## Dataset entries
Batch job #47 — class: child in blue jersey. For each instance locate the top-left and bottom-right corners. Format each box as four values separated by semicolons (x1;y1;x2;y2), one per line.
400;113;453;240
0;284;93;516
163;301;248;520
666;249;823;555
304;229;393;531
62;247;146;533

---

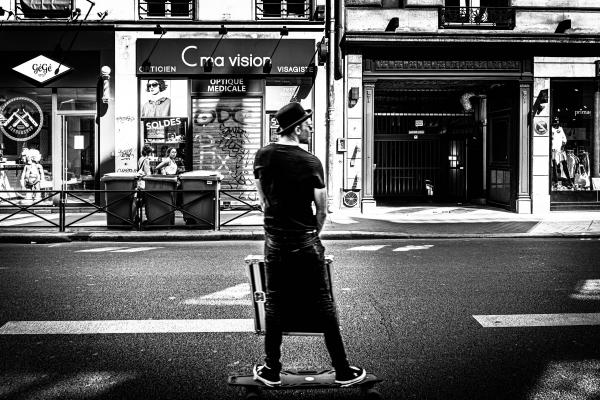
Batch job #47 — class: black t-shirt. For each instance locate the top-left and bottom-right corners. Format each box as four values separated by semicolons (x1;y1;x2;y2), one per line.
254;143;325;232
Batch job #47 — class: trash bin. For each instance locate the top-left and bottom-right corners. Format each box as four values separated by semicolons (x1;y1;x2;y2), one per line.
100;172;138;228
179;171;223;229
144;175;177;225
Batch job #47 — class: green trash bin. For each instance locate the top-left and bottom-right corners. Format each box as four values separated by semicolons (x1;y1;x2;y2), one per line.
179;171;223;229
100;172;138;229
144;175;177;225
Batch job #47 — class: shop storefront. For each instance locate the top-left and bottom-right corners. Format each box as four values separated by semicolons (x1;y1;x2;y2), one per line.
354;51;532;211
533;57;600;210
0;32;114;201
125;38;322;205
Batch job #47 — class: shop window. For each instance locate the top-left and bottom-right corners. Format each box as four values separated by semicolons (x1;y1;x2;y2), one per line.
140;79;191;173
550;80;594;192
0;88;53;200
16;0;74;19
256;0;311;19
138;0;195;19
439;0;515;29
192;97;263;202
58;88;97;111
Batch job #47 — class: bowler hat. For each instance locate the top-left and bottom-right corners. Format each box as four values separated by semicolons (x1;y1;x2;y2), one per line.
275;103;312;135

## Instruction
Copy everything from the line containing "Batch job #47 — class: bowler" down to the line containing "275;103;312;135", both included, character for character.

## Solution to this exercise
Batch job #47 — class: bowler hat. For each instance locate the top-left and bottom-right corners. Format each box as four values separated by semicolons (x1;y1;x2;y2), one per line.
275;103;312;135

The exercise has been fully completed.